___ SUPPORT D'EXERCICE

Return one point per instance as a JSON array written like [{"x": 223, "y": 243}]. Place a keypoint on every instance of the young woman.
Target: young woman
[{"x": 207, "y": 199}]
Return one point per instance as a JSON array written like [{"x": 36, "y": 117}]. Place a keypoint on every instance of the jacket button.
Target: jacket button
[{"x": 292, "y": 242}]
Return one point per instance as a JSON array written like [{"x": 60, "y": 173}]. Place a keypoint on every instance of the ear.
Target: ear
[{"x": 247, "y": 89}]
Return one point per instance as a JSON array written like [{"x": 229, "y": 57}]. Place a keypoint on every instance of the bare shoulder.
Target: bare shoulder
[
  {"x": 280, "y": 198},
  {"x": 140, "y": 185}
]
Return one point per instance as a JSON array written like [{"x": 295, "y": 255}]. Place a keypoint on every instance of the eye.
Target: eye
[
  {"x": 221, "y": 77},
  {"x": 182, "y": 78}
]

______
___ SUPPORT D'EXERCICE

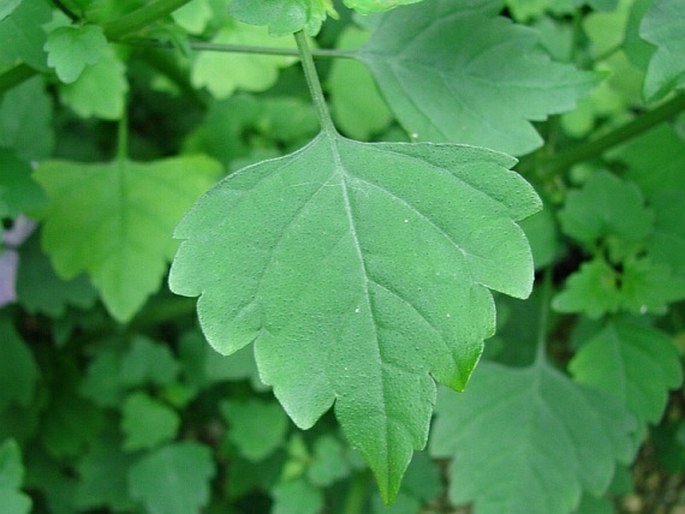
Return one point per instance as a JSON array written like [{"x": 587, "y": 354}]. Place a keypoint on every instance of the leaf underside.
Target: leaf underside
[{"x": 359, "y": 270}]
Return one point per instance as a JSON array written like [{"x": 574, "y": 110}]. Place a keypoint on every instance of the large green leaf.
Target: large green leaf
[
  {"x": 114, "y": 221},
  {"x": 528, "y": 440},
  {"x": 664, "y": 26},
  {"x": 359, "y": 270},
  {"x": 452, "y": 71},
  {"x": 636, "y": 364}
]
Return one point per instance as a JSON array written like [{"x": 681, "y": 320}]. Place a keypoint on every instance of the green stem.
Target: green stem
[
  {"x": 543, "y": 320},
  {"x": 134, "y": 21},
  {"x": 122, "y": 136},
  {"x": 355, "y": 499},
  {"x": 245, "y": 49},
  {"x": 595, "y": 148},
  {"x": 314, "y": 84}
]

______

[CONSIGNE] Repérez dans les enregistrements ci-dessus chaque ligne où figure le mot « jacket », puis recopiez-la.

[RÉPONSE ATTENDUE]
Return one point per instance as a JSON array written like [{"x": 36, "y": 117}]. Place a keypoint on every instance of the jacket button.
Target: jacket button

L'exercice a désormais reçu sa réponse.